**** Document passage
In this world, there are a few certainties one can count on. One of these is that Disney World will never be cheap. That’s on purpose. From its beginning, it wasn’t cheap, despite what nostalgic people think when they remember “the good old days.”
Many long for the days when you could walk through Disney’s gates for $3.50. They’re forgetting a key piece of information, though: that $3.50 wouldn’t get you on a single ride. In its early days, Disney operated much like your local fair- one price to get through the gates, another to actually do anything once inside. If we think we are nickel and dimed now simply having the option to purchase Lightning Lane, imagine how it would’ve felt to have to pay or not ride.
Furthermore, Disney is a luxury brand in the Theme Park world. Bargain basement prices and luxury don’t mix. When its rivals jack up their prices, Disney must as well to maintain their status and prestige. We fans roll our eyes at that, but honestly, don’t we also kind of love it? Just a little bit? How many times has a Disney fan said, “come on, this is Disney, not Six Flags”! We expect the Parks to be better than the rest. When they aren’t, we bemoan that the ” magic” is gone. Have we ever stopped to wonder what that magic is? Disney Magic, my friends, is luxury. Whether we realize it or not, that’s what we expect when we think of “Disney Magic.”
********
= Exercises to complete =
1. Answer these questions about the passage on Disney World prices.
(a) What price does the passage give for walking through Disney's gates in its early days?
(b) Which current purchase option does the passage mention when it talks about feeling nickel and dimed?
(c) What does the passage say Disney Magic is?
2. Update the passage on Disney World prices by restating everything from "Many long for" down to "or not ride.", with "local fair" replaced by "county fair".
3. Write what follows the passage on Disney World prices, picking up after its last sentence.
**** Given entries
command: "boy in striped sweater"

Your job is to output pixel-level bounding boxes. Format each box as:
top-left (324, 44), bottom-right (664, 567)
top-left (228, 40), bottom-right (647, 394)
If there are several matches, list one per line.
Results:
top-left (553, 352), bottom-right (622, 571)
********
= Outputs for the tasks =
1.
(a) $3.50
(b) Lightning Lane
(c) Luxury

2.
Many long for the days when you could walk through Disney’s gates for $3.50. They’re forgetting a key piece of information, though: that $3.50 wouldn’t get you on a single ride. In its early days, Disney operated much like your county fair- one price to get through the gates, another to actually do anything once inside. If we think we are nickel and dimed now simply having the option to purchase Lightning Lane, imagine how it would’ve felt to have to pay or not ride.

3.
I can hear you screaming at me through your screens: “that’s not what Walt wanted!!!!!” Isn’t it? Didn’t Walt want to create the very best Theme Park in the world? The best never comes cheaply. This is something we understand about electronics, cars, houses, and clothes, so why don’t we understand it about Theme Parks?
Recently a chart went viral depicting day ticket price increases vastly outpacing the cost of living. It’s true. They have. Again, though, this is on purpose. Disney doesn’t want single-day visitors. Because of this, multi-day tickets are incentivized. When more days are added on, guests save more. o while a single-day ticket may start at $109, if you buy a 10-day ticket, you’ll pay just $55/per day. So while true, the chart was also deceptive.
A Disney vacation comes with a hefty price tag, and there’s no doubt about that. Recently stock analysis website, The Motley Fool posed this question and came to the same conclusion we have. It isn’t too expensive as long as people still pay for it. The fact is, they keep raising prices because they can. People still go. Prices will never decrease until demand drops off. Time will tell if the latest round of price increases will negatively impact their bottom line, but until that happens, we just can’t say Disney is too expensive.